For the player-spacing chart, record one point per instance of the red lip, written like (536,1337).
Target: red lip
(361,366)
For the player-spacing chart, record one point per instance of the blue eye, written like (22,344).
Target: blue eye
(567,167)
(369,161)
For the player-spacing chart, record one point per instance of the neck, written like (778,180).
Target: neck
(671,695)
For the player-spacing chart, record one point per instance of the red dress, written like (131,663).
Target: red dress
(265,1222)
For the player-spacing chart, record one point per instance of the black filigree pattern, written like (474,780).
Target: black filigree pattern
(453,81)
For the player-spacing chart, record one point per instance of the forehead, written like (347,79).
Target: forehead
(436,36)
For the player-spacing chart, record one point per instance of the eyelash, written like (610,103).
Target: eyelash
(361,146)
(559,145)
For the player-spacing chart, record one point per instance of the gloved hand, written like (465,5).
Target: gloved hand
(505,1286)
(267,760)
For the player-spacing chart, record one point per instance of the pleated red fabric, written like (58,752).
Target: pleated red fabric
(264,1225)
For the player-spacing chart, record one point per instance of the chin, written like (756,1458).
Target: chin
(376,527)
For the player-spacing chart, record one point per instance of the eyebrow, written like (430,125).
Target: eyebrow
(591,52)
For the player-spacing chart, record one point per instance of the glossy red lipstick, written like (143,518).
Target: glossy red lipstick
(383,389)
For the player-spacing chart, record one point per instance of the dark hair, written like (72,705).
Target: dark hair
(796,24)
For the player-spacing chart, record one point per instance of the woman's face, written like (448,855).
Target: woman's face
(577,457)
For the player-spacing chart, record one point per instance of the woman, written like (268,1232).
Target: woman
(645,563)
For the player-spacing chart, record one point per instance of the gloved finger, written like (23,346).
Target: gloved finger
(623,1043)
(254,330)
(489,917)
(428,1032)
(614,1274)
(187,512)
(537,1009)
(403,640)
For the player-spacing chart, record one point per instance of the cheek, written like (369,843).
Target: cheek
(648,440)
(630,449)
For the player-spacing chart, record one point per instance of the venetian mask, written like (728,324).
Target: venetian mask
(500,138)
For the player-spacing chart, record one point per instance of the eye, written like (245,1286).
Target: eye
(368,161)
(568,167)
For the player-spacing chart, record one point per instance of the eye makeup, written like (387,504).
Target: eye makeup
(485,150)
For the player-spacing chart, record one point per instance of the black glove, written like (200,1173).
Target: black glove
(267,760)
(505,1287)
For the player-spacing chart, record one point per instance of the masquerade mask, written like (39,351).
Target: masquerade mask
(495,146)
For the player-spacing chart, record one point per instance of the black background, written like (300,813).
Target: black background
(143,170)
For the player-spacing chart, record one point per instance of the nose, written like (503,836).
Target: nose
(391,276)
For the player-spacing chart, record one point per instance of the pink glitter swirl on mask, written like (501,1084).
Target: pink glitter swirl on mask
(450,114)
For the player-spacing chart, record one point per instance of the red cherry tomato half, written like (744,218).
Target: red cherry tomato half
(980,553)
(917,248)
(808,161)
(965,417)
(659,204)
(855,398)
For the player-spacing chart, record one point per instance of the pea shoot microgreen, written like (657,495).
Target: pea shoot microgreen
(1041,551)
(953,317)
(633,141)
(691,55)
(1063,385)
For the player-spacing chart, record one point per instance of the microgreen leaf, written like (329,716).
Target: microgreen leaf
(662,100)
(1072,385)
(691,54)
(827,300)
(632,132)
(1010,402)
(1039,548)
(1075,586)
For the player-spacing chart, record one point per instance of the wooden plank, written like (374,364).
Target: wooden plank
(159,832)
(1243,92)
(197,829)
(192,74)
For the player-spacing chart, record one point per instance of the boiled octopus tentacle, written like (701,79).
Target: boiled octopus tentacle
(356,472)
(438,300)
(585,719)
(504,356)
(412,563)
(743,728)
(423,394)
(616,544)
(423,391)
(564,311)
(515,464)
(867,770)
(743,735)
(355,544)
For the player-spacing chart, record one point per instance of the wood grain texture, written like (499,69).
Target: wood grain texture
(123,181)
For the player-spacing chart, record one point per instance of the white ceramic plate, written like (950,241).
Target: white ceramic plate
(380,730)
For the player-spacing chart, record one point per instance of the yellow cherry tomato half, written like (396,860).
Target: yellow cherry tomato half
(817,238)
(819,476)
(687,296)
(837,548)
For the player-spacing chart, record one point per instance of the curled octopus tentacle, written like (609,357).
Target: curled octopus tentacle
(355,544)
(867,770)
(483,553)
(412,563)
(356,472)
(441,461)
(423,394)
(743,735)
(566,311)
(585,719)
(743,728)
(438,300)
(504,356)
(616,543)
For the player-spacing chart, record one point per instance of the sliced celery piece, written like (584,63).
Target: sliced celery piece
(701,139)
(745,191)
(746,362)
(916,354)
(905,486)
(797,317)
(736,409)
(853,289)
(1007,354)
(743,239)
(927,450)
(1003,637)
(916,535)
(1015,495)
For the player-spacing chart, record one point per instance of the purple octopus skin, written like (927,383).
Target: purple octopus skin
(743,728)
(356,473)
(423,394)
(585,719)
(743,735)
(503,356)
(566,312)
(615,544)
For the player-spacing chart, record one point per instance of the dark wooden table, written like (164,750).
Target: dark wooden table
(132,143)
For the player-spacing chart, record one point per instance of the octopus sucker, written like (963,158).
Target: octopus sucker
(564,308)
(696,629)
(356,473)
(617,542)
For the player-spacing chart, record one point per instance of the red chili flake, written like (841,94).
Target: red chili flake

○ ○ ○ ○

REQUIRED TASK
Go through the entries and repeat each one exactly.

RESULT BELOW
For the player-spacing chart, record one point per instance of the red lip, written like (536,1337).
Target: red lip
(361,366)
For the player-spacing chart, record one point per instance of the blue eye, written like (22,344).
Target: blue eye
(567,167)
(369,161)
For the player-spacing chart, record one point per instance of the neck, written like (778,180).
Target: neck
(671,695)
For the player-spacing chart, record one point per instance of the red dress, written like (131,663).
Target: red dress
(265,1222)
For the player-spacing chart, record one point per instance of the black filigree pattern, written like (474,780).
Target: black filigree pattern
(453,81)
For the player-spacing chart, record one point per instance of the forehead, written like (347,79).
Target: forehead
(436,36)
For the player-spacing chart, record one point per instance of the eyelash, written like (610,103).
Target: eyelash
(361,146)
(559,145)
For the player-spacing chart, record one point per instance of the gloved hand, written like (465,5).
Target: gloved hand
(505,1286)
(267,760)
For the player-spacing chart, record one point per instance of the pleated red fabric, written like (58,752).
Target: pleated red fabric
(264,1225)
For the player-spacing chart, record one point per instance of the chin, written like (756,1458).
Target: chin
(376,527)
For the player-spacing chart, record one point per instance of the eyebrow, written like (430,125).
Target: eyebrow
(591,52)
For the player-spacing chart, record one point per instance of the glossy red lipstick, written like (143,518).
Target: glossy red lipstick
(383,389)
For the player-spacing chart, record one point per instance of the dark hair, written like (72,705).
Target: dark hair
(796,24)
For the player-spacing chart, record one point per instance of the woman's face, written like (448,855).
Target: woman's face
(577,457)
For the player-spacing chart, record one point per instance of the woman, written like (268,1232).
Target: woman
(645,563)
For the player-spacing chart, record one point per instance of the gloved finger, written like (23,346).
Target: gloved finger
(623,1043)
(254,330)
(489,917)
(428,1032)
(614,1274)
(187,512)
(537,1009)
(403,640)
For the player-spacing chart, record one point per instance of the cheek, written like (369,843).
Target: cheek
(648,440)
(630,449)
For the player-spacing chart, record one point per instance of the venetian mask, written like (728,324).
Target: venetian mask
(500,138)
For the player-spacing chart, record one point per instance of the eye, written like (245,1286).
Target: eye
(368,161)
(568,167)
For the player-spacing chart, record one point per instance of the eye makeup, written like (387,504).
Target: eye makeup
(485,150)
For the player-spacing chart, record one point per instance of the black glove, written like (200,1173).
Target: black glove
(267,760)
(505,1287)
For the player-spacing chart, record one point per instance of the masquerade mask, written like (39,351).
Target: masquerade mask
(495,146)
For the player-spacing chart, record one point per instance of the black background, written like (300,813).
Target: black background
(143,170)
For the player-spacing chart, record one point per instance of the nose, written like (503,836).
Target: nose
(391,276)
For the player-spacing chart, record one point per instance of the pink glitter swirl on mask, written like (501,1084).
Target: pink glitter swirl on mask
(450,114)
For the player-spacing chart, record one point per instance of the red cherry tomato half, written like (744,218).
Target: red cherry tomato half
(980,553)
(917,248)
(808,161)
(965,417)
(659,204)
(855,398)
For the player-spacing chart, record one point per instance of the pea shoot microgreen, written like (657,495).
Target: pea shoot microgreen
(1041,551)
(953,317)
(633,141)
(691,55)
(1063,385)
For the player-spacing chart, record one point per instance of the microgreen leaf, written like (329,716).
Target: microgreen leaf
(662,100)
(1072,385)
(691,54)
(827,300)
(632,132)
(1010,402)
(1039,548)
(1075,586)
For the player-spacing chart, record one point per instance of the wooden plank, written like (374,364).
Target: wooden plank
(159,832)
(1243,92)
(197,829)
(192,74)
For the player-spacing chart, record one point per instance of the boiled octopus tentacle, written like (701,79).
Target: boiled octopus tentacle
(356,472)
(438,300)
(585,719)
(504,356)
(412,563)
(743,728)
(423,394)
(616,544)
(423,391)
(564,311)
(515,464)
(867,770)
(743,735)
(355,544)
For the player-spacing chart, record one point per instance of the wood grain texture, written like (499,69).
Target: wood grain texture
(123,181)
For the player-spacing chart, record one point per instance of the white ceramic plate, written like (950,241).
Target: white ceramic plate
(380,730)
For the player-spacing chart, record one point per instance of the yellow cherry tomato half, written like (396,860).
Target: yellow cherry tomato half
(817,238)
(819,476)
(687,296)
(837,548)
For the player-spacing chart, record one point per instance of the curled octopus tentacle, written like (609,357).
Target: curled octopus tentacle
(355,544)
(867,770)
(483,553)
(412,563)
(356,472)
(441,461)
(423,394)
(743,735)
(566,311)
(585,719)
(743,728)
(438,300)
(504,356)
(616,543)
For the player-spacing chart, record one point per instance of the sliced celery piece, written like (584,63).
Target: sliced celery piece
(701,139)
(745,191)
(746,362)
(916,354)
(905,486)
(797,317)
(736,409)
(853,289)
(1007,354)
(743,239)
(927,450)
(1003,637)
(916,535)
(1015,495)
For the player-spacing chart, record one point per instance of the purple octopus skin, written like (927,383).
Target: purple octopus skin
(743,728)
(356,473)
(423,394)
(585,719)
(743,735)
(503,356)
(566,312)
(615,544)
For the player-spacing chart, record one point per instance of the dark wooden table, written like (164,750).
Target: dark wooden table
(132,143)
For the player-spacing chart, record one point per instance of the octopus sucker, written like (963,158).
Target: octopus sucker
(564,308)
(696,629)
(356,473)
(617,542)
For the player-spacing chart, record one point per instance of the red chili flake, written like (841,94).
Target: red chili flake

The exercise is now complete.